WHAT YOU ARE ASKED TO DO:
Please edit the lines starting at the one that contains "Objective — indicate one point on every instance of the dark" and ending at the last line, replacing "Objective" with "Goal" and keeping everything else unchanged. Give only those lines.

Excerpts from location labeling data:
== == ==

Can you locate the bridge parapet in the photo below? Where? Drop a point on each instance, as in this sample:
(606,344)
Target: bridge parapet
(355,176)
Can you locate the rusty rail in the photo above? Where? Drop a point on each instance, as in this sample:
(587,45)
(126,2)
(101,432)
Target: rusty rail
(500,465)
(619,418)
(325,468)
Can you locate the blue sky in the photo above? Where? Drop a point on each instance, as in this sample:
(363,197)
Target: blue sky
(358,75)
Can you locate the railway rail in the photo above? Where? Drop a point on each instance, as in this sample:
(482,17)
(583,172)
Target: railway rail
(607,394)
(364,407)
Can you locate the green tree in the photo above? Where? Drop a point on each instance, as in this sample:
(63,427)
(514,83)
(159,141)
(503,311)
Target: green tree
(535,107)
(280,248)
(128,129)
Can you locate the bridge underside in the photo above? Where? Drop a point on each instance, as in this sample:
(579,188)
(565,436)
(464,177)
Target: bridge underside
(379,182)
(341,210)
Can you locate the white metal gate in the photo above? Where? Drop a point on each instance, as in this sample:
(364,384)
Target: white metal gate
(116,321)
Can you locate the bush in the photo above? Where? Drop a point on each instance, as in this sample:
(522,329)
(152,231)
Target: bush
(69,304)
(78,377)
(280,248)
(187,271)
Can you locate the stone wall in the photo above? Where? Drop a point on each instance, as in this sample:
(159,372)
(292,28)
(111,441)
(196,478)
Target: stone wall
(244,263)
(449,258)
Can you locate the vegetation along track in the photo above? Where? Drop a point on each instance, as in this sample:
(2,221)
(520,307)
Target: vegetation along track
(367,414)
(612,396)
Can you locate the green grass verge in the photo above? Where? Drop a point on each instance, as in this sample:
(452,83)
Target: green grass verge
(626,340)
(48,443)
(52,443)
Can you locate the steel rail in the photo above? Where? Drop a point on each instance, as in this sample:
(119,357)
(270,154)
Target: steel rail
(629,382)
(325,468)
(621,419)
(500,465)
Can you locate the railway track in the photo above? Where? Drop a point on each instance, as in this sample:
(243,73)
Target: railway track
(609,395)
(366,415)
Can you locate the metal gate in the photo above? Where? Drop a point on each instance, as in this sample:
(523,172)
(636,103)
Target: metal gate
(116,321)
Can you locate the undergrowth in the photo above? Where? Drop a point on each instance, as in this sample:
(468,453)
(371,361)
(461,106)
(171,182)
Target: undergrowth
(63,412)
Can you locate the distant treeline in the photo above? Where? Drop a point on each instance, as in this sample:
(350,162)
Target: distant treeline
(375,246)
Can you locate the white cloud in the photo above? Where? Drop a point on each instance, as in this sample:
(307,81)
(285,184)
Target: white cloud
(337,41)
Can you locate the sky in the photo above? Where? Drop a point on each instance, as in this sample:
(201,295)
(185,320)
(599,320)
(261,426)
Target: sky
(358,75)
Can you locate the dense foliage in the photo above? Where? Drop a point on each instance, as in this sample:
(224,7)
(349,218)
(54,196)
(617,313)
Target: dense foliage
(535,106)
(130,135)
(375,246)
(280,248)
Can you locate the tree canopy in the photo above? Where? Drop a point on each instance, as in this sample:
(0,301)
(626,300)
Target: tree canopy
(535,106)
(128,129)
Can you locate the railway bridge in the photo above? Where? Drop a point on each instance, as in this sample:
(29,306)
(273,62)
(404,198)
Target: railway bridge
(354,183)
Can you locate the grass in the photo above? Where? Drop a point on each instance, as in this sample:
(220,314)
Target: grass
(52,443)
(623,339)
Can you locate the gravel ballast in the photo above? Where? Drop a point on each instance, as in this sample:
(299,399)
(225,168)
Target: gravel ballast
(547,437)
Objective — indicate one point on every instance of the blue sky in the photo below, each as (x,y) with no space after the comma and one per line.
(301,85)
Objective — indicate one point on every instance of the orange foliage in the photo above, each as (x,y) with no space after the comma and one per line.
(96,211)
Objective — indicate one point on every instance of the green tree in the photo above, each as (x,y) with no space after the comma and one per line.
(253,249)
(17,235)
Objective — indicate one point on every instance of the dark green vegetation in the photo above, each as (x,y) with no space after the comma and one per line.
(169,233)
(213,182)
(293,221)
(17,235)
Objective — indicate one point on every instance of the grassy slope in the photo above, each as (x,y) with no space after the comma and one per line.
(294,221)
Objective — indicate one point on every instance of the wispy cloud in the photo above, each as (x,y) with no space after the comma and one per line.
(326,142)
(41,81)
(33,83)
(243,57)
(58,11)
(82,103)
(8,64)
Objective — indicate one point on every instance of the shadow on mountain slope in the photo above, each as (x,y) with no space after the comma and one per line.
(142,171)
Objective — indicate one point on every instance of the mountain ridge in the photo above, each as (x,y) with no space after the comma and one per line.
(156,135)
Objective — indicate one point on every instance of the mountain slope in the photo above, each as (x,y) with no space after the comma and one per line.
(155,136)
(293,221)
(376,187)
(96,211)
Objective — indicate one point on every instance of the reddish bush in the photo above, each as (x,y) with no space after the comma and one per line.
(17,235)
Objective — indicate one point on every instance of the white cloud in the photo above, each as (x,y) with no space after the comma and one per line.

== == ==

RESULT OF THE TASK:
Goal — indicate one point on every instance of the dark green vegetation in the photo above, each as (x,y) with no space after the comma and one per line.
(169,233)
(213,182)
(293,221)
(17,235)
Goal — indicate one point on every instance of the grassy slope in the photo above, each as (x,y) with no space after the comma and one per line.
(294,221)
Goal — indicate one point on every instance of the wispy cloud in the photo above, each as (x,y) with no space after the comma and one per line.
(326,142)
(41,81)
(33,83)
(243,57)
(58,11)
(82,103)
(8,64)
Goal — indicate one point on every instance of the shadow on mountain slope in the photo above, each as (x,y) with no space after the comma and one per line.
(142,171)
Goal — indicate one point on every instance of the mountain ridge in the photo above, each as (x,y) with no space after the comma and one per line.
(156,135)
Goal — indicate one point on every instance of the mountain slope in the photo above, each as (x,y) with no space after the comma and one per line.
(155,136)
(293,221)
(376,187)
(96,211)
Goal — indicate one point on every instance of the reddish bush in the photo above, each as (x,y) with no space after the comma and one per line.
(17,235)
Goal — indicate one point on every instance of the white cloud in the photo above, each as (x,y) with no space after the comma and one per line.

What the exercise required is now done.